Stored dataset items
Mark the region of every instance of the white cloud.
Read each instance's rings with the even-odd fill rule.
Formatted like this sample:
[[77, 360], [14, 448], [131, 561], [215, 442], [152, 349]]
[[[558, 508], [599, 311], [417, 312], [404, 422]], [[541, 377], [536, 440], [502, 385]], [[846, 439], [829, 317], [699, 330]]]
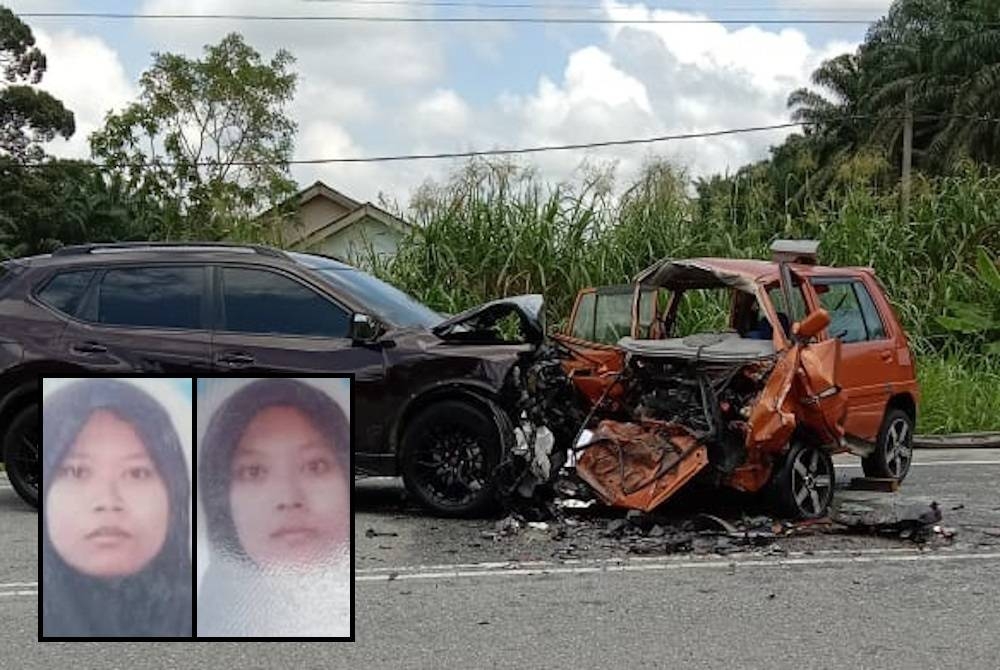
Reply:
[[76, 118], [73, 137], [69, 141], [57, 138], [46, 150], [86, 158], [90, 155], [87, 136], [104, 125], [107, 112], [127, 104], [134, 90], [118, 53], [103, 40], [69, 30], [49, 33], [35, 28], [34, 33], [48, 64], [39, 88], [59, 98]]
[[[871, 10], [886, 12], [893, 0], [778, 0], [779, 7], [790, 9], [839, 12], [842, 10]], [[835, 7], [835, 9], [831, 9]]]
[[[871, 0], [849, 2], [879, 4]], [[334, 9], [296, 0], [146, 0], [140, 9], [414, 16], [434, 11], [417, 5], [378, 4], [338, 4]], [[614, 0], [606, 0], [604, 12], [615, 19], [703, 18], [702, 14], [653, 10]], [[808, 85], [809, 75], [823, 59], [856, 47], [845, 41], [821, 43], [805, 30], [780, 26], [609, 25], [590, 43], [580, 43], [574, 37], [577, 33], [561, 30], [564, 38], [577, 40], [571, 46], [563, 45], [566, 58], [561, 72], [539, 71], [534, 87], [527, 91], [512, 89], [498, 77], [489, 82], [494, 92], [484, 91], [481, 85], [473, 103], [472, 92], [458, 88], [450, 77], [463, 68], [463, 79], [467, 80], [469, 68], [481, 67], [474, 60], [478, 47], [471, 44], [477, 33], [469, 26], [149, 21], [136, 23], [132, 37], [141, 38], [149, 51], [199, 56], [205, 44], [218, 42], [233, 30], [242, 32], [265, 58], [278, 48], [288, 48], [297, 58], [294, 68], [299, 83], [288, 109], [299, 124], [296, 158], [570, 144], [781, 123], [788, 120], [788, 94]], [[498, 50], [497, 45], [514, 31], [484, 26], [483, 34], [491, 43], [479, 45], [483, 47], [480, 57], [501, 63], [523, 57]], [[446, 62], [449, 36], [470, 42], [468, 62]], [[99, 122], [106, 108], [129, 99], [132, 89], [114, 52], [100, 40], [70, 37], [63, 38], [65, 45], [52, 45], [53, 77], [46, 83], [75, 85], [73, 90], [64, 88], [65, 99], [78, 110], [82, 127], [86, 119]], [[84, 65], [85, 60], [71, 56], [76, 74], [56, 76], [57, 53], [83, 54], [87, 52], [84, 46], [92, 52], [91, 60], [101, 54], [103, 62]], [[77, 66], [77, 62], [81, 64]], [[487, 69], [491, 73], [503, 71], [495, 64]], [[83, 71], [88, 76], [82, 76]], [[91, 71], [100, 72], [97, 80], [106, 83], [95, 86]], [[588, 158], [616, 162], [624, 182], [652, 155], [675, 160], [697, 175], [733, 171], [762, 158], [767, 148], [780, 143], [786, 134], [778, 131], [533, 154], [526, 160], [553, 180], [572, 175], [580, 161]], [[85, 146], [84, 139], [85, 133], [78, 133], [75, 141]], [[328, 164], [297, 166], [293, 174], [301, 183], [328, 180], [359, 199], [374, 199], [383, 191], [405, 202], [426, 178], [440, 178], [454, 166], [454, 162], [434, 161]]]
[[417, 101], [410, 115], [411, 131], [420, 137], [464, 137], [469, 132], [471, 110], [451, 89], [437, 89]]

* * *

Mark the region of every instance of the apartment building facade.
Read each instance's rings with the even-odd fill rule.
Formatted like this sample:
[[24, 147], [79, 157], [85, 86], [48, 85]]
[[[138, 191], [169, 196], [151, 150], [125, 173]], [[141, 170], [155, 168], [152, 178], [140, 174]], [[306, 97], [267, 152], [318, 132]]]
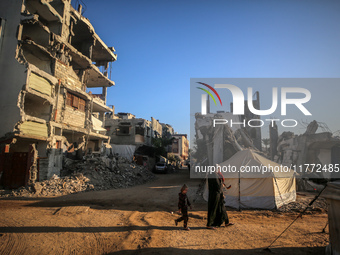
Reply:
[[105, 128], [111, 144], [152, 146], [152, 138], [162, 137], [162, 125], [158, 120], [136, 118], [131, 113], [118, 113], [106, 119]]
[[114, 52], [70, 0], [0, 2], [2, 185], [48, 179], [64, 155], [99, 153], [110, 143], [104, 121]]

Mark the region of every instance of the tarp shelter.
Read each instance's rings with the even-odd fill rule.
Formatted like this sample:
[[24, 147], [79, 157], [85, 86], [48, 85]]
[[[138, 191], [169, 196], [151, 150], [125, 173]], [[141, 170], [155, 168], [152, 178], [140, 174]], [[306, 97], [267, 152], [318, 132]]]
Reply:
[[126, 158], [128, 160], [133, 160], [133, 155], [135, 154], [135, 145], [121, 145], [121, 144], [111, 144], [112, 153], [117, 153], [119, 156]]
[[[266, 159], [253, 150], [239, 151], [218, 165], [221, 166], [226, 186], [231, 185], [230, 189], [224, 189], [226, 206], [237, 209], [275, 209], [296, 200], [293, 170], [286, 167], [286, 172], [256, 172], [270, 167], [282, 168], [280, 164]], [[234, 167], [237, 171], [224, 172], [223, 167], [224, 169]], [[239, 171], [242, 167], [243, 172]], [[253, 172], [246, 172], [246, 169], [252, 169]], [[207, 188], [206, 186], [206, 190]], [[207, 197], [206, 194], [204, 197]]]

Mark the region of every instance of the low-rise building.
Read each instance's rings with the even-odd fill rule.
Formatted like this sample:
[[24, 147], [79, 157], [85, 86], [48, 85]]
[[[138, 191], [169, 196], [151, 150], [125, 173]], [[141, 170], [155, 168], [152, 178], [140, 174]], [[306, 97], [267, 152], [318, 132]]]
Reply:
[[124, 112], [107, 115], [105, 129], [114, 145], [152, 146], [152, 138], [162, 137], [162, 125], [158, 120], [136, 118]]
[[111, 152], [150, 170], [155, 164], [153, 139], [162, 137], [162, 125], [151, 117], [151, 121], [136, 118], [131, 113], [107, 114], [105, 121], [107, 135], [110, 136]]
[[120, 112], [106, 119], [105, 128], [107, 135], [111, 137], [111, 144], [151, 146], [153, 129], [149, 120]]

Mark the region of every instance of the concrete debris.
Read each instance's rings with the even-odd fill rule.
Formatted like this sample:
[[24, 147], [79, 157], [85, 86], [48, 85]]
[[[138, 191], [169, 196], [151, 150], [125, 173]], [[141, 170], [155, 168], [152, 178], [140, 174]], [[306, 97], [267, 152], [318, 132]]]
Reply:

INSTRUCTIONS TO FOLLOW: From the records above, copy every line that holds the word "region".

REPLY:
Mark the region of every instance of the white cloud.
Mark the region of every instance of the apartment building facade.
Mark the region of every instance of the tarp shelter.
Mark the region of every instance of the low-rise building.
Mark the region of every instance of the concrete debris.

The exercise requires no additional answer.